● Document excerpt:
· · · · ·

Tranquillity (also spelled tranquility) is the quality or state of being tranquil; that is, calm, serene, and worry-free. The word tranquillity appears in numerous texts ranging from the religious writings of Buddhism, where the term passaddhi refers to tranquillity of the body, thoughts and consciousness on the path to enlightenment, to an assortment of policy and planning guidance documents, where interpretation of the word is typically linked to engagement with the natural environment.  It is also famously used in the Preamble to the US Constitution - "insure domestic Tranquility".

History
The word tranquility dates back to the 12th century in the Old French word tranquilite, meaning "peace" or "happiness", although the word's sense evolved in the late 14th century.

However, the word still keeps its reference to the absence of disturbance and peacefulness.

Benefits
Psychological being in a tranquil or "restorative" environment allows individuals to take respite from the periods of sustained "directed attention" that characterise modern living. In developing their Attention Restoration Theory (ART), Kaplan and Kaplan proposed that recovery from cognitive overload could most effectively be achieved by engaging with natural restorative environments, that are away from daily distractions and have the extent and mystery that allows the imagination to wander, thereby enabling individuals to engage effortlessly with their surroundings. The theory works on the principle that the amount of reflection possible within such an environment depends upon the type of cognitive engagement, i.e. fascination; that the environment holds. "Soft fascination" is deemed to occur when there is enough interest in the surroundings to hold attention but not so much that it compromises the ability to reflect. In essence, soft fascination, which has been taken by Herzog and Pheasant as a reasonable term to describe tranquillity, provides a pleasing level of sensory input that involves no cognitive effort other than removing oneself from an overcrowded mental space.

Enjoyment
For many, the chance to experience tranquillity is what makes the countryside different from cities. In a survey by the United Kingdom Department for Environment, Food and Rural Affairs (DEFRA) 58% of people said that tranquillity was the most positive feature of the countryside.

· · · · ·

● Records shown:
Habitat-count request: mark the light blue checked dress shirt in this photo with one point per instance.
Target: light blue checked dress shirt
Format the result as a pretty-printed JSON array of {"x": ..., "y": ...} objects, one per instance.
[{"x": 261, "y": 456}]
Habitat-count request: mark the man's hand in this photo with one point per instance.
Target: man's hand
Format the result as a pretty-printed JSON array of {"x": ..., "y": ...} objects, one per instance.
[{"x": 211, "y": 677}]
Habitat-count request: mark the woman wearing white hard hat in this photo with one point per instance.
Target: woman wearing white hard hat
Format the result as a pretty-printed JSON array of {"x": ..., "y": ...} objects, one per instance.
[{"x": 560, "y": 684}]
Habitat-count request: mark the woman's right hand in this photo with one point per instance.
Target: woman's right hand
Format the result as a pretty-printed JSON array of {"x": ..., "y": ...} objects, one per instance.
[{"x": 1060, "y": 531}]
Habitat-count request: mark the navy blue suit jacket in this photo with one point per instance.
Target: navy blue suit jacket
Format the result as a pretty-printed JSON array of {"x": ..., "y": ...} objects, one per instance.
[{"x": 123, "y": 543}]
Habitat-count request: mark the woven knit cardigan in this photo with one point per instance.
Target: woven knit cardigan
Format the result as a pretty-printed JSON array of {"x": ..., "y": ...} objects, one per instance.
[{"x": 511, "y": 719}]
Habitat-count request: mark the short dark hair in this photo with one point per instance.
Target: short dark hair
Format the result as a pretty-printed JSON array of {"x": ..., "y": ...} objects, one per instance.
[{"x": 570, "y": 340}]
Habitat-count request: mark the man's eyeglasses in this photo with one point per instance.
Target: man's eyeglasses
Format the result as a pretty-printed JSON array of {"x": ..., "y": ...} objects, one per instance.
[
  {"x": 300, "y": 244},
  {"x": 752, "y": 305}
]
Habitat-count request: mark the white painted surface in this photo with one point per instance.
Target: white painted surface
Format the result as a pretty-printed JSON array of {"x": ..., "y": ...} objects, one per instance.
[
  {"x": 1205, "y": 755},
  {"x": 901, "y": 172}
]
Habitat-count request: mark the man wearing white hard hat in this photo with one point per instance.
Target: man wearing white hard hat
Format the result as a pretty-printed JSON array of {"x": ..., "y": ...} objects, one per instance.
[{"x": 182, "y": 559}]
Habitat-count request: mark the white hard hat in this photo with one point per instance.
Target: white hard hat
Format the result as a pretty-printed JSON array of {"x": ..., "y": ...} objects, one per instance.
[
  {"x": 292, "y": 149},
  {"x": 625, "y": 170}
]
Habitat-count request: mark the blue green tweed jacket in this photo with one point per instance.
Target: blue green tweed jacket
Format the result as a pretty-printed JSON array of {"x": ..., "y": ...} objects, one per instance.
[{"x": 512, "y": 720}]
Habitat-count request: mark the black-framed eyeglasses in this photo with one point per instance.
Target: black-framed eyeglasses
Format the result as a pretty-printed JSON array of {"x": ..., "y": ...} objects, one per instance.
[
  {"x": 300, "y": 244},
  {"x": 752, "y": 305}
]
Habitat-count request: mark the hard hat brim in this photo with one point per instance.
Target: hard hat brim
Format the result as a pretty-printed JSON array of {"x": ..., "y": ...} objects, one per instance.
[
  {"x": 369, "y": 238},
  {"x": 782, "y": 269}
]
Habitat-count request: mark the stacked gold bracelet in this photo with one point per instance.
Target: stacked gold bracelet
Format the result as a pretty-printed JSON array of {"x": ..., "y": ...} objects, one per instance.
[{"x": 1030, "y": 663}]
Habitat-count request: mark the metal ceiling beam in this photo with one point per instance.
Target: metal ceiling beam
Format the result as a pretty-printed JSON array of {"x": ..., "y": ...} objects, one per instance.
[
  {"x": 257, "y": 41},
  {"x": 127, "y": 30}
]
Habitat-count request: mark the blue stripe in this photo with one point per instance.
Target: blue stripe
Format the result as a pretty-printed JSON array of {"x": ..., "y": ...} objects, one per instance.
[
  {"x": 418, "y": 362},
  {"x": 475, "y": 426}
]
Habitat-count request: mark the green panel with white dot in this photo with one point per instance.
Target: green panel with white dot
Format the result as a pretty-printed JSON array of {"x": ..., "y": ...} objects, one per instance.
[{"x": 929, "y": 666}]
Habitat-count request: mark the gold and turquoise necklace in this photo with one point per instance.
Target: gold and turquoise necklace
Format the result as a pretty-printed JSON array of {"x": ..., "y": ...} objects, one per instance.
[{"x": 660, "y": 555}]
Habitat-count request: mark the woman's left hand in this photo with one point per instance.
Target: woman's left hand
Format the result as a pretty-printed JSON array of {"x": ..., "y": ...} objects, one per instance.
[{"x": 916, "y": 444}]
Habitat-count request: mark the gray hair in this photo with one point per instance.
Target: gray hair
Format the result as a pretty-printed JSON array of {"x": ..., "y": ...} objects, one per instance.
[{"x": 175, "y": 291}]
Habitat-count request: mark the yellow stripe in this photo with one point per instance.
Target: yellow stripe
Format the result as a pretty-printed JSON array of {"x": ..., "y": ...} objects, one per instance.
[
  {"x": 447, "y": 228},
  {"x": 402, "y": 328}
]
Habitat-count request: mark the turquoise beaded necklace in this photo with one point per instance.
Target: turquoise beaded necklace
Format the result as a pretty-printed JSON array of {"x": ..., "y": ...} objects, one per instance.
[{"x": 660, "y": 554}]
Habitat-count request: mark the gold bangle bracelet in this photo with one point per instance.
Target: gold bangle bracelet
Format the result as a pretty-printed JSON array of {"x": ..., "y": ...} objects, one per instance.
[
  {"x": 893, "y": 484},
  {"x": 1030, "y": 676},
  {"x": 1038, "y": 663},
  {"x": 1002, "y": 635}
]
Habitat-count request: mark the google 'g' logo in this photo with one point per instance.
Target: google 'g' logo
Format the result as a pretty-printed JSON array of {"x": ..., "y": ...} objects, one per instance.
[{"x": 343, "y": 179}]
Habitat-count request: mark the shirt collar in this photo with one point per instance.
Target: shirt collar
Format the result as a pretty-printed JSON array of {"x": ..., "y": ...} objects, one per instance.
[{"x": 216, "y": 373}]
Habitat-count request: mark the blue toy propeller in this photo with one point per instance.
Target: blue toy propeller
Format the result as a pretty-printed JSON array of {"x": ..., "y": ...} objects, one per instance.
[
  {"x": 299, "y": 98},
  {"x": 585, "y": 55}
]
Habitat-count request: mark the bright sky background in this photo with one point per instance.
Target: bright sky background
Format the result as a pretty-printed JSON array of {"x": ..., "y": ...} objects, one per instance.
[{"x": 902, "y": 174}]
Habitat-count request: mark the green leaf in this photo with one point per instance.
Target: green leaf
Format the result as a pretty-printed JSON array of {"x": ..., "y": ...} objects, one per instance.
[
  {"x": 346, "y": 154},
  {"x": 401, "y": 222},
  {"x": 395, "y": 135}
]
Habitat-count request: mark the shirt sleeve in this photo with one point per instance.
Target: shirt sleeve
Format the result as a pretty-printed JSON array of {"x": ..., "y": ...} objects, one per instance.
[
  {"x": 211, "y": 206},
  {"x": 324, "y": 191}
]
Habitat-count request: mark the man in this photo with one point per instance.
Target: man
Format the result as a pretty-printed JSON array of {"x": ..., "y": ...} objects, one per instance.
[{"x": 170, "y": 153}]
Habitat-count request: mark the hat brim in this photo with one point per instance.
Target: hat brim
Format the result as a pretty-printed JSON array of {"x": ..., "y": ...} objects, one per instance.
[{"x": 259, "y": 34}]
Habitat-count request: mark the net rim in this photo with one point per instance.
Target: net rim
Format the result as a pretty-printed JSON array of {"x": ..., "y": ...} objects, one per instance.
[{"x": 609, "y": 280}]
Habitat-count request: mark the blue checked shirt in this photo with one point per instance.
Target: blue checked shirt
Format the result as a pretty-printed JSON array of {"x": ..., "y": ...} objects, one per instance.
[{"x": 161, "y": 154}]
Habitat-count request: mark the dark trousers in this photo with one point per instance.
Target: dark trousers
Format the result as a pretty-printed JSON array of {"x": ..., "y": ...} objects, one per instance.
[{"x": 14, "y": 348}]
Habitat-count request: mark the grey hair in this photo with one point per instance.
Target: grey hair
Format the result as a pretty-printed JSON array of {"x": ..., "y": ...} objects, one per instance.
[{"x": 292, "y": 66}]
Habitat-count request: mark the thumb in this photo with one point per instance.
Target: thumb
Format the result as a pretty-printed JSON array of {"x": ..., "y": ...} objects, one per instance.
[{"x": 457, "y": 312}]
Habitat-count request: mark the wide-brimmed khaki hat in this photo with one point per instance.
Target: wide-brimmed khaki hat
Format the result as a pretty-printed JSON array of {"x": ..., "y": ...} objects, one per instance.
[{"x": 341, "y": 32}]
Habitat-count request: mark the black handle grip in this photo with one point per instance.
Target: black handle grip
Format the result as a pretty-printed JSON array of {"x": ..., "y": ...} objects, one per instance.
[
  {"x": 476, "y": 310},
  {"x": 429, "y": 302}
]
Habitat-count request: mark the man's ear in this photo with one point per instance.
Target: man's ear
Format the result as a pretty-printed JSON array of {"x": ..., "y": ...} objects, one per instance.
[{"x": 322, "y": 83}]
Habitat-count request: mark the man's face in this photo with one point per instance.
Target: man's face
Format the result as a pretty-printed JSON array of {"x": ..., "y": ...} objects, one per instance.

· · · · ·

● Aim: Write out the part of the tranquillity text that begins at the words "Tranquillity (also spelled" and stops after "disturbance and peacefulness.", keeping every word and punctuation mark unchanged.

● Worked answer:
Tranquillity (also spelled tranquility) is the quality or state of being tranquil; that is, calm, serene, and worry-free. The word tranquillity appears in numerous texts ranging from the religious writings of Buddhism, where the term passaddhi refers to tranquillity of the body, thoughts and consciousness on the path to enlightenment, to an assortment of policy and planning guidance documents, where interpretation of the word is typically linked to engagement with the natural environment.  It is also famously used in the Preamble to the US Constitution - "insure domestic Tranquility".

History
The word tranquility dates back to the 12th century in the Old French word tranquilite, meaning "peace" or "happiness", although the word's sense evolved in the late 14th century.

However, the word still keeps its reference to the absence of disturbance and peacefulness.